#### Try it
For the listing below, print exactly the lines from the line with "An <instance> block" to the line with "box: [180, 284, 205, 299]", both included, and nothing beyond them.

#### Records supplied

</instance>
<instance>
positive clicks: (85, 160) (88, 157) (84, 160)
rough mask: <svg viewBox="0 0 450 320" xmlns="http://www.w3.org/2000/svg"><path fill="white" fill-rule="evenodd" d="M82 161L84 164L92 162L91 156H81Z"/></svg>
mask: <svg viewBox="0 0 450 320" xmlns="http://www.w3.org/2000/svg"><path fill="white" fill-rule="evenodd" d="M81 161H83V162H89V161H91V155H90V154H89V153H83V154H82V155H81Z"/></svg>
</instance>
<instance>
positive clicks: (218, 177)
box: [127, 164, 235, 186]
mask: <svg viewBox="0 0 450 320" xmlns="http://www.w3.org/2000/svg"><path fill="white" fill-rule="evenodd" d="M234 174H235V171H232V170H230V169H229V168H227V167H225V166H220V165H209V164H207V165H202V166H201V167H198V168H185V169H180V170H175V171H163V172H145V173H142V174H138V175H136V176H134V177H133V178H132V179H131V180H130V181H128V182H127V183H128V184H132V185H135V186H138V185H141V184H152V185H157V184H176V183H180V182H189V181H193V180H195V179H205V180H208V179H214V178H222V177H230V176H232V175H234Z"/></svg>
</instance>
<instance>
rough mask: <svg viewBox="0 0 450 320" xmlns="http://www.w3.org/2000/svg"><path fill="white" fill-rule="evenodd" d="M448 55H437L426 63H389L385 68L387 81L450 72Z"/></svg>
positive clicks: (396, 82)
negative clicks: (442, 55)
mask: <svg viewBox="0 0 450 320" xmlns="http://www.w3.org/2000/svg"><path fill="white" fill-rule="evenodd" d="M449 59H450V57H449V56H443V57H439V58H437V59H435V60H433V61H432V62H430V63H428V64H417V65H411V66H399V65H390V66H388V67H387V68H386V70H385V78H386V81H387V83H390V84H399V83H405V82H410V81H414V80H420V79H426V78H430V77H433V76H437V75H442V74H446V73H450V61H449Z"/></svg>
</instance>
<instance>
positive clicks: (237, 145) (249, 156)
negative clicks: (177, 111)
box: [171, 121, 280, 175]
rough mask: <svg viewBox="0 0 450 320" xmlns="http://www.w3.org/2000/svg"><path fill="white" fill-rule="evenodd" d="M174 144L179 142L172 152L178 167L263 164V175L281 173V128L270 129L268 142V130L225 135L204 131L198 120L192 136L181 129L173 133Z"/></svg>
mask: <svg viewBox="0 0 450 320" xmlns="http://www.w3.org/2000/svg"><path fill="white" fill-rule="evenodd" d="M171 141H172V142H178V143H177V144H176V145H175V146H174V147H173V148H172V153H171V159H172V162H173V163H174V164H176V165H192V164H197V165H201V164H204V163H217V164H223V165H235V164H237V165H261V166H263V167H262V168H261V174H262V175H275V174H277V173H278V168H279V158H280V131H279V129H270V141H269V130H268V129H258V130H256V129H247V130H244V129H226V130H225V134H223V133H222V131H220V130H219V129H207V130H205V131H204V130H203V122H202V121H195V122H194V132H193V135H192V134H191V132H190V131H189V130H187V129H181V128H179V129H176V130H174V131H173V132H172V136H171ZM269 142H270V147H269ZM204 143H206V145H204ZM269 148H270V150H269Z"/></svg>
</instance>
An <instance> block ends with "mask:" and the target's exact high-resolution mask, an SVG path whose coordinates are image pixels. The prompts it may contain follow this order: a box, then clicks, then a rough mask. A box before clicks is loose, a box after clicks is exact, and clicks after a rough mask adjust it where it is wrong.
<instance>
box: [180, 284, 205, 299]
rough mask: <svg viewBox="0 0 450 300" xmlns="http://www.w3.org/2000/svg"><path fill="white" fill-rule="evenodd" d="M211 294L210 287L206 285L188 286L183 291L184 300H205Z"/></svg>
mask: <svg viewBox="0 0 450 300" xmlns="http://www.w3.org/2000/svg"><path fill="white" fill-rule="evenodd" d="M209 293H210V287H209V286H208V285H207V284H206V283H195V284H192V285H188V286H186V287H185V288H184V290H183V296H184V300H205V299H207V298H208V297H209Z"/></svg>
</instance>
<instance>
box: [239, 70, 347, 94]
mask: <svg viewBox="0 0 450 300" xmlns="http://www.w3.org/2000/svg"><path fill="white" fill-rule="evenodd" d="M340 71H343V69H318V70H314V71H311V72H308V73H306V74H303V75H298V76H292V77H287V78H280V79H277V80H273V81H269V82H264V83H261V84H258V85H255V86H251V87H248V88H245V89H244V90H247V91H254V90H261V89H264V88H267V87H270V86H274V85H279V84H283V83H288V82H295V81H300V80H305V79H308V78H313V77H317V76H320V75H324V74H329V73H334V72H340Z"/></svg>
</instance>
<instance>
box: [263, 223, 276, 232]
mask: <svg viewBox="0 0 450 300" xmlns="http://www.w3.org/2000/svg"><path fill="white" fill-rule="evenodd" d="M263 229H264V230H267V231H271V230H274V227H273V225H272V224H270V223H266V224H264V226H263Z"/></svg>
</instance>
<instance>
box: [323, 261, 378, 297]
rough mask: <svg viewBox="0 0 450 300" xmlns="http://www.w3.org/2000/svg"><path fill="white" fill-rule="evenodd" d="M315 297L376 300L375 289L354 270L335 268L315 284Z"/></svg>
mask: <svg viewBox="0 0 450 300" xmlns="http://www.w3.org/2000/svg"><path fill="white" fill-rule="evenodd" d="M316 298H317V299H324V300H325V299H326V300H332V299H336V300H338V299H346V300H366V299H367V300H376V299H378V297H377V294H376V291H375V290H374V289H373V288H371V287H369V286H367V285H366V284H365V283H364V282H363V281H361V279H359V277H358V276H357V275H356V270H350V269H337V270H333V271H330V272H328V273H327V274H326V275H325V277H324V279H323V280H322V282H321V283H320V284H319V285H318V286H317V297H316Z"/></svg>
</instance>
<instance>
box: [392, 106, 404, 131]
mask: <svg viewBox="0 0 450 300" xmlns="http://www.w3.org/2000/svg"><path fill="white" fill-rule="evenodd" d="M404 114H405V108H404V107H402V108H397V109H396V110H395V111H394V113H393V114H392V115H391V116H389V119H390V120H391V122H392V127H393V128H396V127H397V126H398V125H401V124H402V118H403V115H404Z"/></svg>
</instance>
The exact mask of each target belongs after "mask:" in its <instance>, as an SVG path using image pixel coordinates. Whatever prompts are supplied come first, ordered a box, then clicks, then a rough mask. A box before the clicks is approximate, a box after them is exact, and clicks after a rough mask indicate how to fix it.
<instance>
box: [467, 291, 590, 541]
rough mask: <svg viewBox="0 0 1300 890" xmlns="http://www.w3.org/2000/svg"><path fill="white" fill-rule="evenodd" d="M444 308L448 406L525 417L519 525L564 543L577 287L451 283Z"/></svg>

#### Result of this exercise
An <instance> block ends with "mask:" and the target's exact high-resolution mask, an SVG path whose coordinates are image pixels. The prompts it may contain follow this order: a box, then clicks, then a rough mask. A box before clicks is loose, a box after clicks is exact, and clicks after a rough mask adjust it where it is wrong.
<instance>
box: [180, 284, 205, 299]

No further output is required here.